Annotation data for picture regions
== == ==

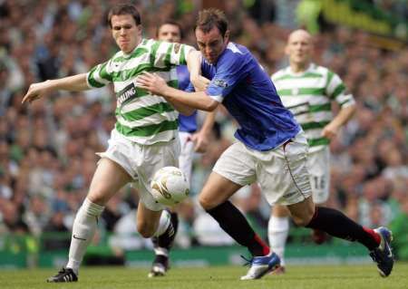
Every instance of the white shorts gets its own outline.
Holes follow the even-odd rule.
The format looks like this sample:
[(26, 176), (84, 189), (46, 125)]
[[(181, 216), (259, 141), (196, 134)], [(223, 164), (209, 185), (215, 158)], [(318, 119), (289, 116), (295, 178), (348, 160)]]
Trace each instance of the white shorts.
[(194, 154), (194, 143), (191, 140), (192, 133), (179, 131), (181, 152), (179, 158), (180, 169), (186, 175), (189, 181), (191, 180), (192, 159)]
[(179, 138), (169, 142), (140, 145), (112, 130), (108, 143), (108, 149), (98, 155), (113, 160), (126, 170), (134, 179), (141, 202), (147, 208), (152, 211), (163, 209), (165, 206), (159, 204), (151, 196), (150, 184), (158, 169), (167, 166), (179, 166)]
[(292, 205), (310, 197), (307, 171), (308, 145), (305, 133), (267, 150), (232, 144), (214, 166), (213, 171), (241, 186), (258, 182), (269, 205)]
[(330, 190), (330, 148), (311, 152), (307, 156), (313, 201), (323, 204), (327, 201)]

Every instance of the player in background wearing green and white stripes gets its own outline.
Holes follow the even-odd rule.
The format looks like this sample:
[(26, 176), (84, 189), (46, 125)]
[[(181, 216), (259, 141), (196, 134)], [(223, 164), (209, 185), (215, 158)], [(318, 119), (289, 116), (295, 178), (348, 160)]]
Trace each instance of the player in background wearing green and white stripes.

== == ==

▸ Written instruction: Give every line from the start of the records through the line containing "204), (327, 201)]", with both ends included, as a Markdown table whose columns are headed Row and Line text. Omit blank lines and leave the pictures out.

▸ Written answer:
| Row | Line text |
|---|---|
| 1 | Every instance of the white shorts gets its own outline. |
| 2 | Holes follow the even-odd rule. |
| 3 | The format looks like this sample: |
| 4 | [(26, 176), (84, 189), (46, 125)] |
| 5 | [[(181, 216), (259, 141), (196, 134)], [(223, 164), (209, 185), (215, 158)], [(318, 119), (289, 116), (295, 178), (348, 160)]] |
| 6 | Trace each instance of the white shorts. |
| 7 | [(194, 154), (194, 143), (191, 140), (192, 133), (179, 131), (181, 152), (179, 158), (180, 169), (186, 175), (189, 181), (191, 180), (192, 159)] |
| 8 | [(179, 138), (169, 142), (140, 145), (112, 130), (108, 143), (108, 149), (98, 155), (113, 160), (126, 170), (134, 179), (141, 202), (147, 208), (152, 211), (163, 209), (165, 206), (159, 204), (151, 196), (150, 184), (158, 169), (167, 166), (179, 166)] |
| 9 | [(292, 205), (310, 197), (307, 171), (308, 145), (305, 133), (267, 150), (232, 144), (214, 166), (213, 171), (241, 186), (258, 182), (269, 205)] |
| 10 | [(330, 190), (330, 148), (311, 152), (307, 156), (313, 201), (323, 204), (327, 201)] |